Task to complete: Please write the next part of the dialogue about the four teenagers' confessions in the reservoir rape case, starting right after its last sentence.

Supplied passage:
Us guys don't remember what it was like back then, but I've had a lot of women tell me they were afraid to walk out in broad daylight.
Anything I can do, give me a call.
I remember.
Marston and his partner Roscoe were heroes around our house, the way they got four kids to confess in one night.
Yeah.
I'd like to see how they did that.
I'm just saying, Nishan, your friends are gonna tell the tale.
You finished with that can of soda? You want another one? Uh, no.
I ain't mean to leave it there.
I'm sorry.
I'll clean it up.
- Come on, you were there.
- Man, I told you, we didn't go anywhere near the reservoir.
We didn't rape no woman.
You're not helping yourself out, kid.
Your friend Nishan already said he pulled down her silver shorts.
No, that ain't right.
And he said you held down her left leg.
I didn't.
I didn't touch her never.
Monty, if you keep denying while all your friends are cutting deals, it's gonna go real bad for you.
Don't you wanna help us? Yeah, I do.
All you gotta say is that you touched her left leg.
Just touched it.
You don't have to admit to anything else, just that.
And then you can go home tonight.
Um, do you have the tape of this confession? They wanted him to say he touched her left leg.
This is the confession that played for the jury.
And then Nishan took down her shorts and got on her.
What'd you do? I touched her leg.
Her right leg.
It's all I did.
Left leg, right leg.
The point is, the kid admitted he was there.
There were inconsistencies in all four confessions.
And not one of them admitted actually raping her.
Look, if they didn't do it, if they weren't even there, why in the world would they confess? - Because they were afraid to disappoint.
- Disappoint who? Marston and Roscoe.
Look.
I'm just saying, Nishan, your friends are gonna tell the tale.
You finished with that can of soda? You want another one? Uh, no.
I ain't mean to leave it there.
I'm sorry.
So, Marston is drawing attention to the soda can, so that when anyone watches it, they know that Nishan had something to drink.
So nobody can say he was denied food and drink.
He's being a smart detective.
These kids were interrogated for 30 hours with no lawyers and almost no contact with their parents.
Marston's being polite.
He's being very nice.
But look Look at the kid's reaction.
You got someplace I can throw it away.
I'll clean it up.
I'll clean it up.
The kid thinks that Marston is reproaching him for leaving the can on the table.
He is desperately trying to please the one guy he thinks can get him out of trouble.
I mean, the jury never saw this.
Never saw the way that Roscoe and Marston played these kids.
All they saw was the finished product.
These confessions, they're nothing but vapor.
Mark Dietrich is the real thing.
He did this rape.
All four recanted their confessions.
Once their lawyers got ahold of them.
Two dozen witnesses saw them in the park, running in a pack, snatching purses.
Dietrich knew the details.
I agree with Detective Marston's explanation.
Dietrich shared a prison yard with the four rapists.
So, years later, he's having sex, he just happens to dredge up what they told him? Now, that is incredible.
Tales of forcible sex excite him.
There's an easy way out of this.
The department still has Dietrich's DNA from the Mandy Johanssen case.

Excerpted data:
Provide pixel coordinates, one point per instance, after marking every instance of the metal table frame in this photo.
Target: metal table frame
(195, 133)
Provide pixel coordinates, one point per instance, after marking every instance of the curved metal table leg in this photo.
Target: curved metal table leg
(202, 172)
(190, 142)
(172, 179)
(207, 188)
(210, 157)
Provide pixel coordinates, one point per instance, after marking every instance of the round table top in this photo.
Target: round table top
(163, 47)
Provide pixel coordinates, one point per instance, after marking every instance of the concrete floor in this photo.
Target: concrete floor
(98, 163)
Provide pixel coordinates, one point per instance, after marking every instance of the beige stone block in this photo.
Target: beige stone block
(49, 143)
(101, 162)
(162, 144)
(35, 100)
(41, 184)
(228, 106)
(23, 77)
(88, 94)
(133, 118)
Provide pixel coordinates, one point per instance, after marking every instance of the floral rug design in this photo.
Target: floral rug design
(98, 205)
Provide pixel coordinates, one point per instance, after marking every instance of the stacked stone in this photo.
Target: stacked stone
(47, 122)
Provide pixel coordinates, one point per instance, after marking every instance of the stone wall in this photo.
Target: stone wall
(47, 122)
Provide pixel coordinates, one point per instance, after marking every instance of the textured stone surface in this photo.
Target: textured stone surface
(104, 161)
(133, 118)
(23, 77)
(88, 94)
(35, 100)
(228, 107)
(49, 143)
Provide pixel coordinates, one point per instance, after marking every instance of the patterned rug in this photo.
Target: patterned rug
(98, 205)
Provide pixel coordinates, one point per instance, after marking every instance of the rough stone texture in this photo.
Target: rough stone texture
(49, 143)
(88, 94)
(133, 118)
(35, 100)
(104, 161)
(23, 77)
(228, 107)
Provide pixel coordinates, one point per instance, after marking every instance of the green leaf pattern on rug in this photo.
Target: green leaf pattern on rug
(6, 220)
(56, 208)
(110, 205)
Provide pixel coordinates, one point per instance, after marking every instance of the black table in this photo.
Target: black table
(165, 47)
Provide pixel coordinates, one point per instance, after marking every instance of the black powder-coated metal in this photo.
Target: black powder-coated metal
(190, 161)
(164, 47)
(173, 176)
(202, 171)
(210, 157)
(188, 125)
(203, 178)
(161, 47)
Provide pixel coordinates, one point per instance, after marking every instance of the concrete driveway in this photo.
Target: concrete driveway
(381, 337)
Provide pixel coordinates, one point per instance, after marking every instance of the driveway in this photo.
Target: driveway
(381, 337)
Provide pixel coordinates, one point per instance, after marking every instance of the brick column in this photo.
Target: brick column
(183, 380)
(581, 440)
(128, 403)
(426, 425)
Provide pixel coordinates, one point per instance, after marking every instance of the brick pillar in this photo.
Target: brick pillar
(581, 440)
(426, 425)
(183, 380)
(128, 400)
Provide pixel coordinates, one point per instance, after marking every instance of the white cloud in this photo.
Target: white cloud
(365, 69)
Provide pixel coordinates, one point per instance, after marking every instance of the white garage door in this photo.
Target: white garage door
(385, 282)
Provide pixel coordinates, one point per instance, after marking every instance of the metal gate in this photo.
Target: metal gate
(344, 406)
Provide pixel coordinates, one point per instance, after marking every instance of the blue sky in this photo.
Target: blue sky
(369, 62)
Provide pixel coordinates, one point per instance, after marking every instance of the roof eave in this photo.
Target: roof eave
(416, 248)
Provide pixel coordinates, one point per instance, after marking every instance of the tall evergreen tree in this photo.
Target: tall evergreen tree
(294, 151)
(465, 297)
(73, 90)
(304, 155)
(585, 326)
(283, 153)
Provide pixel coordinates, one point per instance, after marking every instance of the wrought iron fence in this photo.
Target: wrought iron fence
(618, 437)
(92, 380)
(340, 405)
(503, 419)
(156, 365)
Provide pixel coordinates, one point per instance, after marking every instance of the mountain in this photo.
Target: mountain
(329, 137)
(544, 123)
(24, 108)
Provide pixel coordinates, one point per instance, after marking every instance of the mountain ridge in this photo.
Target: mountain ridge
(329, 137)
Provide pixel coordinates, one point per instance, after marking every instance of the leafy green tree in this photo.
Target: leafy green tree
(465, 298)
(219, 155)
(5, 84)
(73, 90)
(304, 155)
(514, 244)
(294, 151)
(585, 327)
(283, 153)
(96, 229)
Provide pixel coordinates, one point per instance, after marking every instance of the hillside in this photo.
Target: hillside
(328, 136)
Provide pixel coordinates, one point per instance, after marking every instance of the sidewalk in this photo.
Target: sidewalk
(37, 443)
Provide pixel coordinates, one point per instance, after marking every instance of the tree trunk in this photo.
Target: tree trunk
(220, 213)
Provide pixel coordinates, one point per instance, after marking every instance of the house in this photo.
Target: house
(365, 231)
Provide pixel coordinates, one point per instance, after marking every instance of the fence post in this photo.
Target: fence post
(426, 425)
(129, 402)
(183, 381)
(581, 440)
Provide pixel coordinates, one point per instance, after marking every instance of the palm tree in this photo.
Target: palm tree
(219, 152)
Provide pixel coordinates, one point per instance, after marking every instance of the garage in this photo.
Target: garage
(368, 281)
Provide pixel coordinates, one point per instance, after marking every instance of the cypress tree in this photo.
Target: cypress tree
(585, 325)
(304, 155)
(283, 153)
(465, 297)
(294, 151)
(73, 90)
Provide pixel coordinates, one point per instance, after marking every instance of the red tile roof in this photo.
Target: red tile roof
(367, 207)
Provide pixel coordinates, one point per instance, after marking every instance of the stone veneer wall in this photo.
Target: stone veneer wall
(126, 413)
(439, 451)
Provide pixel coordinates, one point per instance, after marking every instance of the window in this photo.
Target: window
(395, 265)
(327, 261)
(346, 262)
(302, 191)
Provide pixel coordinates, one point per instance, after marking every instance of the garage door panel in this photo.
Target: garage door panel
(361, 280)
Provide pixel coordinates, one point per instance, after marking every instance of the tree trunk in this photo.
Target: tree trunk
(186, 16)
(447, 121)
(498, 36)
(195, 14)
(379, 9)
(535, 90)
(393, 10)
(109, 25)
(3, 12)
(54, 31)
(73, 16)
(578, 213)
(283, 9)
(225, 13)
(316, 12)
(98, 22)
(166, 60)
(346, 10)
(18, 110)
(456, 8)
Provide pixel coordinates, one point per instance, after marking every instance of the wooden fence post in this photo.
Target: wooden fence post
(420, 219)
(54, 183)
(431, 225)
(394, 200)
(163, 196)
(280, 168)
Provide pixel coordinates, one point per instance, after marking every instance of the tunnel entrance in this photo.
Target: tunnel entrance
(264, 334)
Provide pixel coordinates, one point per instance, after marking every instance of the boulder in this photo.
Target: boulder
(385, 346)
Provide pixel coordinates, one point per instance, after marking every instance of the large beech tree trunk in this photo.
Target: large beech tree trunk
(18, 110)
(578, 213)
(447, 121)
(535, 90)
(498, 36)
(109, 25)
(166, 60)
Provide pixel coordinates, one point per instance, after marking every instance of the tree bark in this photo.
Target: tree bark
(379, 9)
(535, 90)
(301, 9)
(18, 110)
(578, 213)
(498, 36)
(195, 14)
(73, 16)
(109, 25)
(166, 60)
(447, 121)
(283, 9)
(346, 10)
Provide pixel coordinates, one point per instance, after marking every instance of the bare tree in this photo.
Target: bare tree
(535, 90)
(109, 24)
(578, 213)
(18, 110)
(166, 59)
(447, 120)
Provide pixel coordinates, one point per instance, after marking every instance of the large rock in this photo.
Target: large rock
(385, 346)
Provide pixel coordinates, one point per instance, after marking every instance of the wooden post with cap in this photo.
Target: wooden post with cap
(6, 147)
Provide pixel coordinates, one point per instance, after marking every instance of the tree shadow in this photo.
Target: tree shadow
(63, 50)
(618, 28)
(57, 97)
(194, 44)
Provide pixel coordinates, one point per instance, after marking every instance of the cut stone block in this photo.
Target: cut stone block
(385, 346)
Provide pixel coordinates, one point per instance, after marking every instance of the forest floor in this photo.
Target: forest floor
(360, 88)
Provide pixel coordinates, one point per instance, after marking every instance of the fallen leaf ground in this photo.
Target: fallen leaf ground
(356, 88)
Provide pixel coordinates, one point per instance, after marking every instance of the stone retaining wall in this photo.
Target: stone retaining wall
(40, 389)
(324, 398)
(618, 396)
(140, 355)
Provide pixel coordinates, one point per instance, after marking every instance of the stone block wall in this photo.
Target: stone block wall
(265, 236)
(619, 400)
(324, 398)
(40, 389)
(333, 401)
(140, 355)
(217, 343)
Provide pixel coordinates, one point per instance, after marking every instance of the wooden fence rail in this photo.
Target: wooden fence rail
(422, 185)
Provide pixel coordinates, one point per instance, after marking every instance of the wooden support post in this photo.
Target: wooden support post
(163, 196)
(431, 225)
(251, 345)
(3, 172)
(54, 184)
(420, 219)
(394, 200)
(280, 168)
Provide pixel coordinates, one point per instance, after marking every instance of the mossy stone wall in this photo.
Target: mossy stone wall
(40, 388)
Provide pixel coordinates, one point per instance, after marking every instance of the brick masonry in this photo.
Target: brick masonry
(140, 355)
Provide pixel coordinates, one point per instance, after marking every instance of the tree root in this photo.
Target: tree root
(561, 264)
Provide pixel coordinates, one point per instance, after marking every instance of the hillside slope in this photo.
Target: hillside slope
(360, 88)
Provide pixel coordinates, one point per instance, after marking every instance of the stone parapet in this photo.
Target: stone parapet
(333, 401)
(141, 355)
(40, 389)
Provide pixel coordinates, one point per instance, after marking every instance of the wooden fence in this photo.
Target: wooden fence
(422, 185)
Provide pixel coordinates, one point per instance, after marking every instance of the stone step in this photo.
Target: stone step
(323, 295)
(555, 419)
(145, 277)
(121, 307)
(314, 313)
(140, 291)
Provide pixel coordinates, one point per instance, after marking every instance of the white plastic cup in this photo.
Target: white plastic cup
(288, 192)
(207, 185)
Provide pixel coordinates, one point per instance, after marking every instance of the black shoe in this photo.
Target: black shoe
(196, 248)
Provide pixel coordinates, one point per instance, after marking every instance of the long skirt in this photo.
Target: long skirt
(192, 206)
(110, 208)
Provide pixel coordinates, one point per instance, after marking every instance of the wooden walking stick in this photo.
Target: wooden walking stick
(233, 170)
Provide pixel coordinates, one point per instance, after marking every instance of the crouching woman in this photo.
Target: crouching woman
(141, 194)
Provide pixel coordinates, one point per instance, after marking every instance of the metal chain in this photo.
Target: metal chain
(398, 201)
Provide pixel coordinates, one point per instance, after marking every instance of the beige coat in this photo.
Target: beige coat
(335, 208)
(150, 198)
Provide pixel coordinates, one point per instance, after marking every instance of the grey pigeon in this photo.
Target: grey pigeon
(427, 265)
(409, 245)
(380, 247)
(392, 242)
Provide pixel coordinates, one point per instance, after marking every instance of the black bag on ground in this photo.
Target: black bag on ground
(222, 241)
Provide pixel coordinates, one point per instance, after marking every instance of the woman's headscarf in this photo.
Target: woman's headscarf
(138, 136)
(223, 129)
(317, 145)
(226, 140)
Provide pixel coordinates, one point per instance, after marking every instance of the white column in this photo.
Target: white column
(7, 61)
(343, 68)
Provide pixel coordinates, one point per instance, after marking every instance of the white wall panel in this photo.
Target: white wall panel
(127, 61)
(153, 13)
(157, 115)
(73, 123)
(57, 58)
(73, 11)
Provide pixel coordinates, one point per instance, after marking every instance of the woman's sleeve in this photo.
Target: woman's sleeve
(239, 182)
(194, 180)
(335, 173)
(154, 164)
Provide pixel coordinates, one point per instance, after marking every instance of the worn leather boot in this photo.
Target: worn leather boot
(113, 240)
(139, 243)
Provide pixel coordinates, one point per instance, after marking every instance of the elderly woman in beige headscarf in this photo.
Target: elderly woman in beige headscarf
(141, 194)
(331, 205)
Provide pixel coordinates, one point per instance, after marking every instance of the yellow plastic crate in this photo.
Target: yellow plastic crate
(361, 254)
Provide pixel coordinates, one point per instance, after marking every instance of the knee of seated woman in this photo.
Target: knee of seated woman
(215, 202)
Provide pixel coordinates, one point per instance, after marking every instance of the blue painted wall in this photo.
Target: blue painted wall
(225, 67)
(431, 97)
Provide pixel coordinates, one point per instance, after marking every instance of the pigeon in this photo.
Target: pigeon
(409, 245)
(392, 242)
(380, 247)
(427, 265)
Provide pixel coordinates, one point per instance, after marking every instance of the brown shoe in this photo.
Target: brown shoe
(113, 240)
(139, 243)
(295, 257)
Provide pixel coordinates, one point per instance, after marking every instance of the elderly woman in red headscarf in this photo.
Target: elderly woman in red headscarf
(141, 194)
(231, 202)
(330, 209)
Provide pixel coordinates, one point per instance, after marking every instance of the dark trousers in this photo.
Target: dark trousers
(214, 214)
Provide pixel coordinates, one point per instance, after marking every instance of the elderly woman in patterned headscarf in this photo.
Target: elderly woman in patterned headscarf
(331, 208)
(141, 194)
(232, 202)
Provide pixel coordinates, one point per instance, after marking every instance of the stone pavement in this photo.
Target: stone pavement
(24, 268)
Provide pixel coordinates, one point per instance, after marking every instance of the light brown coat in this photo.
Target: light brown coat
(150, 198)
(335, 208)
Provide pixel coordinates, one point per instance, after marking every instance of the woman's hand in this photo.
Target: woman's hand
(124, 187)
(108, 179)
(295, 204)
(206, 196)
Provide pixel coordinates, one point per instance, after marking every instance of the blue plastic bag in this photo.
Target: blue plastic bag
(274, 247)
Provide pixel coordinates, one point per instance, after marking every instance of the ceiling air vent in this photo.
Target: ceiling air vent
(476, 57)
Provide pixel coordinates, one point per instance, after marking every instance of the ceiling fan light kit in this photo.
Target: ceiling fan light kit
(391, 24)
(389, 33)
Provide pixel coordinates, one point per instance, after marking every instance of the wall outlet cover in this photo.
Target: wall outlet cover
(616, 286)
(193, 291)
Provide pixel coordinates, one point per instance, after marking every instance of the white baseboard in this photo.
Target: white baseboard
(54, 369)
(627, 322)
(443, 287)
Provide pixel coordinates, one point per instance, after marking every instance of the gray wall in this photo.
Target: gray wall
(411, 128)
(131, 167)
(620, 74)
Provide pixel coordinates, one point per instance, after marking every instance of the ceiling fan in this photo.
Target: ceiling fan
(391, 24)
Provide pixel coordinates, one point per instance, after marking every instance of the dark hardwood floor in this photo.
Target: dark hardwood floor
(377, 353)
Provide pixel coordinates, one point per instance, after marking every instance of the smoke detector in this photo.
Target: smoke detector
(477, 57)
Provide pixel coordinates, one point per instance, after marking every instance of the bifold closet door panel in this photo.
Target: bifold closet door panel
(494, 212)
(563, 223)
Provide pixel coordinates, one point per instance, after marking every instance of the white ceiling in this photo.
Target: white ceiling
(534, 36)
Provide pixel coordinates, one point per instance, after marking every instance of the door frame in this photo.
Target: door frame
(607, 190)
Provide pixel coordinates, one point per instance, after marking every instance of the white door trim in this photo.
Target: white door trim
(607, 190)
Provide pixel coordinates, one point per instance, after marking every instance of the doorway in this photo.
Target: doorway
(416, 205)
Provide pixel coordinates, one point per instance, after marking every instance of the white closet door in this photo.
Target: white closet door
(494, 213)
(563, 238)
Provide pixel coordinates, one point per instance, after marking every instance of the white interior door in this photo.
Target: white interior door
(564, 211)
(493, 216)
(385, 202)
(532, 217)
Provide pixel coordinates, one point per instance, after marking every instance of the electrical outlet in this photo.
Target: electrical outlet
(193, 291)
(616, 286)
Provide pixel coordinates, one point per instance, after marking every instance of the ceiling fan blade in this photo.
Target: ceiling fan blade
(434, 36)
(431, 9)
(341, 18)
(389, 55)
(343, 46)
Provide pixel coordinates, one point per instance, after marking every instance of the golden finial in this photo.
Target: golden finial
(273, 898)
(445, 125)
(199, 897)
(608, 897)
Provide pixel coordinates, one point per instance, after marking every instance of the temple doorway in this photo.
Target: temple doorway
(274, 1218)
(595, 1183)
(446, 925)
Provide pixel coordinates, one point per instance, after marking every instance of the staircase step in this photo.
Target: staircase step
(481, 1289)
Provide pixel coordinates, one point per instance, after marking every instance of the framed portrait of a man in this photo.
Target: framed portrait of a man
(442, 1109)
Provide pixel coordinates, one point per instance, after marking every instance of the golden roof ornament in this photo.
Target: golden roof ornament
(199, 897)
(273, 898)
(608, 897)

Answer box:
We run it against the unknown DNA from the reservoir rape.
I can just feature what that little psycho told you.
She especially liked the part about the silver running shorts.
I'm a sack artist.
Improvisation is the key to my creativity.
Almost as much as the bit about stuffing her mouth full of sand.
If I understand you, you've never actually seen this alleged video.
No.
But his mother did.
She even looked up the true story that inspired it.
These are the newspaper articles that she checked out of the library and books.
That's how she found out about the, you know, the stuff about malignant narcissism.
She even called the detective who investigated the case.
She thought you were good for it.
If she thought that, she would've told me.
You ever seen this woman? - No.
- You sure? Your DNA matched the semen on her running shorts.
Yeah.
Okay, yeah, I remember her now.
I met her in the park.
So? We were warming up before jogging.
We started talking, - went back to her apartment.
- Where? All I remember is, it wasn't close enough.
And there was a bed.
We had sex.
I must've dripped on her shorts.
And then she went back to the park to jog, and I went home to sleep.
What, you had consensual sex with a runner that you met at the reservoir, the same night the Reservoir Runner was raped? And it never, you know, crossed your mind to say anything? Well, how would he know that's who he had sex with? Her name and photo were never released.
I still wouldn't have known.
You never exchanged names? It was the '80s.
Women were a lot more fun.
I don't understand.
Is there some doubt about who raped me? This man's DNA matched the semen on your running shorts.
This guy doesn't look like somebody who'd bash me in the head with a rock and put sand in my mouth.
Miss Stephens, if you can't remember anything about the attack, who told you about the sand? Detective Marston.
So he's kept in touch with you.
He's called every few months.
Has he called you recently? A couple of weeks ago.
He said he's worried about me.
I didn't know policemen like that existed.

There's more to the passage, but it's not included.